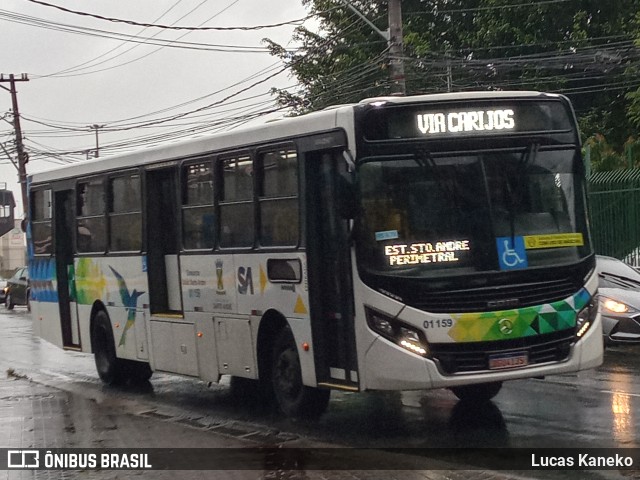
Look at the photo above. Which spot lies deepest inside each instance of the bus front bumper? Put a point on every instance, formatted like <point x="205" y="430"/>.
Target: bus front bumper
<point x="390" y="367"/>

--

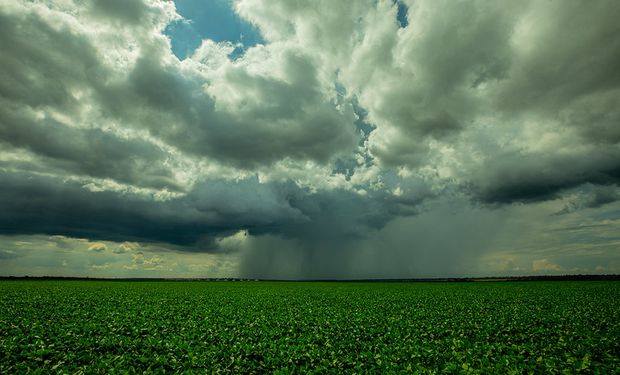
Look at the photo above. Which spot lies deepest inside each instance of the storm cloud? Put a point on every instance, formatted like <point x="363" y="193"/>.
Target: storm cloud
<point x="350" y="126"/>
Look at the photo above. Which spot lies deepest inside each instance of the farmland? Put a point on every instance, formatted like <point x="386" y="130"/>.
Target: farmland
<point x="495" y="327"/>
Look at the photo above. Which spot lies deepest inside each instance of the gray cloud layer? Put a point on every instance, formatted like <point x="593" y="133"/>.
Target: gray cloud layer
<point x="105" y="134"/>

---

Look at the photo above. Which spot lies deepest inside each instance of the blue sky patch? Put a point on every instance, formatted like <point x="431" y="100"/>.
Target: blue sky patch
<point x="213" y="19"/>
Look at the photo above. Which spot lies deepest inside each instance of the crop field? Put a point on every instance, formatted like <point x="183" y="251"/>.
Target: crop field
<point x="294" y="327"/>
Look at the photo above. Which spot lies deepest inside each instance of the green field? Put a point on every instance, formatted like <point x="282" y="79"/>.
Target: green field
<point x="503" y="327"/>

- **Exercise objective**:
Please report how many lines of the material above contain the string "green". Case counts, and give only the number.

- **Written answer**:
2